### Your instructions
Produce a verbatim copy of the entries listed below.

### Data section
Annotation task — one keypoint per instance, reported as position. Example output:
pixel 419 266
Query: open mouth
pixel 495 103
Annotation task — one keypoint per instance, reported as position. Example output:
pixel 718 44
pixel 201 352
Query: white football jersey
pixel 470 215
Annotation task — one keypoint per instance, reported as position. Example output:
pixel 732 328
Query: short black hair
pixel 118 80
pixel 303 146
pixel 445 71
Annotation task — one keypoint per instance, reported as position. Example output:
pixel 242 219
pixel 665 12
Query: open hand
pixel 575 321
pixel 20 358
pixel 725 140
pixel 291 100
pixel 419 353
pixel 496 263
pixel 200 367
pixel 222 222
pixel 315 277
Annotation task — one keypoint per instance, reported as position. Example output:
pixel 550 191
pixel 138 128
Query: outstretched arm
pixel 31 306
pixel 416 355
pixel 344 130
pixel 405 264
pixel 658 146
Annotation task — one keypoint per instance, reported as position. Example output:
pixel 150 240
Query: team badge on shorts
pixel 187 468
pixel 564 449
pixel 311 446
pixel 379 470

### Solution to this task
Annotation task — one keypoint per instance, reported as position. Example output:
pixel 419 266
Query: open mouth
pixel 495 103
Annotation task — one keypoint per instance, reported as position. Example output:
pixel 718 44
pixel 201 352
Query: white football jersey
pixel 470 215
Annotation task — one keypoint per instance, reported as position. Example output:
pixel 732 328
Query: short black hair
pixel 118 80
pixel 303 146
pixel 445 71
Annotation task — one keypoint per instance, reported as position. Example output:
pixel 242 219
pixel 665 12
Query: open hand
pixel 575 321
pixel 20 358
pixel 725 140
pixel 291 100
pixel 419 353
pixel 496 263
pixel 200 367
pixel 222 222
pixel 315 277
Annotation task — one keypoint per instance, reported as position. Example output:
pixel 550 191
pixel 138 128
Query: outstretched arm
pixel 31 306
pixel 416 355
pixel 344 130
pixel 405 264
pixel 658 146
Annotation task — one keypoint per instance, reported as position. Example output:
pixel 150 240
Query: team badge on shorts
pixel 187 468
pixel 564 449
pixel 311 446
pixel 379 470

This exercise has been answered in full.